**GOAL**
Count the lines in the records below that contain the string "yellow", treating case as significant. Reply with the number alone.

[Point annotation records]
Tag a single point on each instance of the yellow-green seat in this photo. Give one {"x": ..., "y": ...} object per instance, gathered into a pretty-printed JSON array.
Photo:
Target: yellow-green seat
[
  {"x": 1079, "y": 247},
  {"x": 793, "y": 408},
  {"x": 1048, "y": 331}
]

---

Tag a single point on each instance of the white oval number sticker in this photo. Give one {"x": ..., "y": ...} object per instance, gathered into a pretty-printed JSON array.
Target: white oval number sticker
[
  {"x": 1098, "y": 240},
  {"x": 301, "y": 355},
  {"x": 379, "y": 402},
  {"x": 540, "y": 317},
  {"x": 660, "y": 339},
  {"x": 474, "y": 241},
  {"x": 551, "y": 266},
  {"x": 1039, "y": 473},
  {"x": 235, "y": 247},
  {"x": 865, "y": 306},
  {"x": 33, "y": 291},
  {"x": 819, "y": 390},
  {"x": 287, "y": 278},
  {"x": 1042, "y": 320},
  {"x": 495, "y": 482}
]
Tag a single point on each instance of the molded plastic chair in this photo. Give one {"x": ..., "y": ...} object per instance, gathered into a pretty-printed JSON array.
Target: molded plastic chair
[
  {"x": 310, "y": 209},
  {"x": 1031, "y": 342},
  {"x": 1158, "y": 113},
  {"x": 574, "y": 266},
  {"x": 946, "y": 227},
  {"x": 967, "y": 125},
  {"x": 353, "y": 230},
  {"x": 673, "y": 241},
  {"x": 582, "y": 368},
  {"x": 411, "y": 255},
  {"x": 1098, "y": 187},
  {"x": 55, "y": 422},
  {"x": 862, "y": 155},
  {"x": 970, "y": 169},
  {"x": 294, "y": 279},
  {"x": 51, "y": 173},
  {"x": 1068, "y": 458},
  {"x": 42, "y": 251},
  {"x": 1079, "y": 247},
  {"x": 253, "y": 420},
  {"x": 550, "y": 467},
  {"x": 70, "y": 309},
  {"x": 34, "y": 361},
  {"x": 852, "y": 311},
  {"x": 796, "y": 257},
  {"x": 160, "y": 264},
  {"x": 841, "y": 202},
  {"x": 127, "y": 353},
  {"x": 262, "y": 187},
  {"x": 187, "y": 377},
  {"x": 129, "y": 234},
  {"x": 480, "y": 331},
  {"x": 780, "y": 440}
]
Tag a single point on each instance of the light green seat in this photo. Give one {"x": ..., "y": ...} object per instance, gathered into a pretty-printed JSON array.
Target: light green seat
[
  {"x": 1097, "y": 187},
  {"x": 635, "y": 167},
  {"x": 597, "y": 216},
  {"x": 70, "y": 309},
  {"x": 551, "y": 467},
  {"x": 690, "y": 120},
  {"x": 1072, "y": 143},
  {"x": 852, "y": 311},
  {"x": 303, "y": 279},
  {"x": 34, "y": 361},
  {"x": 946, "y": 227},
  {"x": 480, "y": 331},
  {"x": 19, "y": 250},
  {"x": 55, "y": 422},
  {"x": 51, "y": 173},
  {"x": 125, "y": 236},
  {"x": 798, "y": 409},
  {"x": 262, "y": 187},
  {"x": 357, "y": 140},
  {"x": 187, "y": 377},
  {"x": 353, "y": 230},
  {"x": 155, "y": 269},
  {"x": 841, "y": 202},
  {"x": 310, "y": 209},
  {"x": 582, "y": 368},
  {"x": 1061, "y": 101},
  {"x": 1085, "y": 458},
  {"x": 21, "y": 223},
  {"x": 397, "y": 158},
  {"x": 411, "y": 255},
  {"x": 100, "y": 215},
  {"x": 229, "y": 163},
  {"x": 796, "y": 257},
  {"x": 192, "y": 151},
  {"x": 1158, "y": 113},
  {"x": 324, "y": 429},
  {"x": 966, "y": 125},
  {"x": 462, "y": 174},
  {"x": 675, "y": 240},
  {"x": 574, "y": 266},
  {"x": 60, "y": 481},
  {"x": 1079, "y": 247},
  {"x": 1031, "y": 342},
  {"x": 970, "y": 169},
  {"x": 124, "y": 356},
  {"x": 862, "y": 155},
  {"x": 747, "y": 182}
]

**SOLUTION**
2